§ **EXERCISE DIRECTIONS**
Copy the lines below word for word, beginning with the line that contains "Does the above picture contain any plant" and ending with the line that contains "[125, 357, 140, 580]", both included.

* Begin RECORDS TO PROCESS *

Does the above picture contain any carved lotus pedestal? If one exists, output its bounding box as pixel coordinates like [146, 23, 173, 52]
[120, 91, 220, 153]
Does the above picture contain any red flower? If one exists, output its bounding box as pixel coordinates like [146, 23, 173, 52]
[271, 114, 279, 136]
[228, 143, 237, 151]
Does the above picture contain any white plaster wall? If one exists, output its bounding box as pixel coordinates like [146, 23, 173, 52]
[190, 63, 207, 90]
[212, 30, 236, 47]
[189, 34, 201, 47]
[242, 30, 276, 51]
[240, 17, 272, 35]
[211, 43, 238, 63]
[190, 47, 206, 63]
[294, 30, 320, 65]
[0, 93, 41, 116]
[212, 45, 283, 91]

* End RECORDS TO PROCESS *
* Begin RECORDS TO PROCESS *

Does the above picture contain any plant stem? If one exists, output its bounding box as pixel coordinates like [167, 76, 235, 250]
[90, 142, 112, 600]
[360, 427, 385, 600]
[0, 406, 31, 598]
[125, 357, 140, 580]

* End RECORDS TO PROCESS *
* Begin RECORDS TO PROCESS *

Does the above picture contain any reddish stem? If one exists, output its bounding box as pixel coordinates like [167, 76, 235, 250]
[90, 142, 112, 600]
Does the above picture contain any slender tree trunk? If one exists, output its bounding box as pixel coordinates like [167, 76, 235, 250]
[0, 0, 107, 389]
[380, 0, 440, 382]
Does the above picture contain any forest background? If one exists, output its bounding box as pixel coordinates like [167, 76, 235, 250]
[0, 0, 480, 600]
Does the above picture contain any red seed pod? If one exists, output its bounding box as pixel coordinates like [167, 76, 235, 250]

* End RECORDS TO PROCESS *

§ **WORKED SOLUTION**
Does the above picture contain any plant stem? If one exists, output its bounding box as pixel coordinates like [167, 76, 235, 250]
[90, 142, 112, 600]
[360, 427, 385, 600]
[0, 406, 31, 598]
[125, 357, 140, 580]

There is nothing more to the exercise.